▶ **Required work**:
Copy the data from the line with "For every instance of the weather" up to and including the last line, adding 123 to every coordinate in the answers and leaving all other text unchanged.

====================

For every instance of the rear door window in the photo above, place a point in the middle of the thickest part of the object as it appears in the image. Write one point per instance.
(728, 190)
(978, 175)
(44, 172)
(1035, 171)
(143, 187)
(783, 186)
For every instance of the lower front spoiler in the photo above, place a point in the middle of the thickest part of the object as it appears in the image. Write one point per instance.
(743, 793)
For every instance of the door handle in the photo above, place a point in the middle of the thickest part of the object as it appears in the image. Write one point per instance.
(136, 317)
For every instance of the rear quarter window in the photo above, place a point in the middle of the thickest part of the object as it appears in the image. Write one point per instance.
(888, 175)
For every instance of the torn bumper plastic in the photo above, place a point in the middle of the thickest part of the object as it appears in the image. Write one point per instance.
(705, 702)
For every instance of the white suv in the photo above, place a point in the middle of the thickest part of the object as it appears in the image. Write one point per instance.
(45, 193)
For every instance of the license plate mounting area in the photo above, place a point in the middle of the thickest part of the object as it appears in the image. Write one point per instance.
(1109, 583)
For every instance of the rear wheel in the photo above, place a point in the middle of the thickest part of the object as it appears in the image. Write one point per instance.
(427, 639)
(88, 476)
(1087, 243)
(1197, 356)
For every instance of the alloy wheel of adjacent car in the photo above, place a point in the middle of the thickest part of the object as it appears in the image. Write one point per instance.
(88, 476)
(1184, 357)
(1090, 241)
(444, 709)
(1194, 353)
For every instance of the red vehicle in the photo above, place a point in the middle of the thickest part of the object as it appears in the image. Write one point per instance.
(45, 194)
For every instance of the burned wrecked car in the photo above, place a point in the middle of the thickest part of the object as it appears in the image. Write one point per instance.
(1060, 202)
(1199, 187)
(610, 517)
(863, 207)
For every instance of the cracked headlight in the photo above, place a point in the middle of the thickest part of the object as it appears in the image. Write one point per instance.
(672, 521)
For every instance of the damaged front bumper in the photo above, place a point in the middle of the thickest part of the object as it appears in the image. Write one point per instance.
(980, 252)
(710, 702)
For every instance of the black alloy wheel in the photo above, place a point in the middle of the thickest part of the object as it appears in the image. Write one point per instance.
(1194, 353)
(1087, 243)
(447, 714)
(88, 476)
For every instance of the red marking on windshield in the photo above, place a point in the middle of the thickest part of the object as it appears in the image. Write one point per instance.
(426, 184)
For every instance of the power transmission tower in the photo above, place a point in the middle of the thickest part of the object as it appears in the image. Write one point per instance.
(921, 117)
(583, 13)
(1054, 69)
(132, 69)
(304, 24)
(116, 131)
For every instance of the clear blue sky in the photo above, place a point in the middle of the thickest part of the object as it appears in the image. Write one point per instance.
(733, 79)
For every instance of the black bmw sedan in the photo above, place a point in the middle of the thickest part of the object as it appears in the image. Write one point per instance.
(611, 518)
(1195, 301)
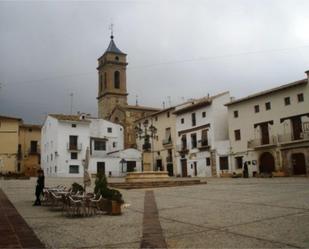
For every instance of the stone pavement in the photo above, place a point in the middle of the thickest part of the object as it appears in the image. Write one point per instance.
(152, 231)
(225, 213)
(14, 231)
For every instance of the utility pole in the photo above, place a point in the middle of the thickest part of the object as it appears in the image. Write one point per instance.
(71, 104)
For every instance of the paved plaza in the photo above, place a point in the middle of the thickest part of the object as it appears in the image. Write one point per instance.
(225, 213)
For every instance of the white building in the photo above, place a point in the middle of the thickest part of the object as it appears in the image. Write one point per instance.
(269, 130)
(65, 139)
(202, 137)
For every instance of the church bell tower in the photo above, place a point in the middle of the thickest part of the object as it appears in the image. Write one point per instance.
(112, 86)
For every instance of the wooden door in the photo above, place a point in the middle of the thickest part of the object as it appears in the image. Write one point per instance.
(296, 128)
(101, 167)
(184, 171)
(131, 166)
(267, 163)
(159, 165)
(195, 169)
(265, 133)
(299, 164)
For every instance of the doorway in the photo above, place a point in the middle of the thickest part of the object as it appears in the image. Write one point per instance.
(101, 167)
(131, 166)
(265, 133)
(159, 165)
(296, 127)
(267, 163)
(195, 168)
(170, 169)
(299, 164)
(184, 171)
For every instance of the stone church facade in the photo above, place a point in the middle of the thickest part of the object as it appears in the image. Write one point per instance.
(112, 93)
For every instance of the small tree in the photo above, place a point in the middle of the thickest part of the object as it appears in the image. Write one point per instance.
(100, 184)
(102, 189)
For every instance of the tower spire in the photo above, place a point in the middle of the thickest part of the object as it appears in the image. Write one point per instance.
(111, 28)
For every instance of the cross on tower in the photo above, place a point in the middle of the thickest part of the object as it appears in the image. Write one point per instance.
(111, 28)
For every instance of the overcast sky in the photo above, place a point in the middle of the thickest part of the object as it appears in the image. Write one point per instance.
(181, 49)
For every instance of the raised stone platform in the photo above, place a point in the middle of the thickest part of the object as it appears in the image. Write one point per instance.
(147, 176)
(155, 184)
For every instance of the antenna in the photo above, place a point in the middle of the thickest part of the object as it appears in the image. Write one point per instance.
(136, 102)
(169, 101)
(71, 103)
(111, 28)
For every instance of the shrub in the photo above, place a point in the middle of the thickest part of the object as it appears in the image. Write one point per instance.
(102, 189)
(77, 188)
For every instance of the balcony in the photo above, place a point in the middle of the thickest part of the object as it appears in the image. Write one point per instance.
(74, 147)
(182, 149)
(169, 160)
(34, 151)
(289, 138)
(167, 142)
(146, 147)
(262, 143)
(203, 144)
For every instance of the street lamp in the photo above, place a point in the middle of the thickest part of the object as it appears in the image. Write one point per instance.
(147, 133)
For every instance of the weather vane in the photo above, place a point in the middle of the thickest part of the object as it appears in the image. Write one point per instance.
(111, 28)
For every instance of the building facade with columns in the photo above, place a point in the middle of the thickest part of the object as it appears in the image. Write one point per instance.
(202, 137)
(269, 130)
(163, 142)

====================

▶ **Answer in full**:
For every instance of the weather vane in the photo above, place a point in the middle of the thickest part of the object as it appears in the image. Write one point per instance.
(234, 151)
For every instance of the building facade with columns in the photo above, place a point in the middle of the thickest part of the object as it appears in the image. Write one point per instance.
(325, 260)
(392, 253)
(286, 265)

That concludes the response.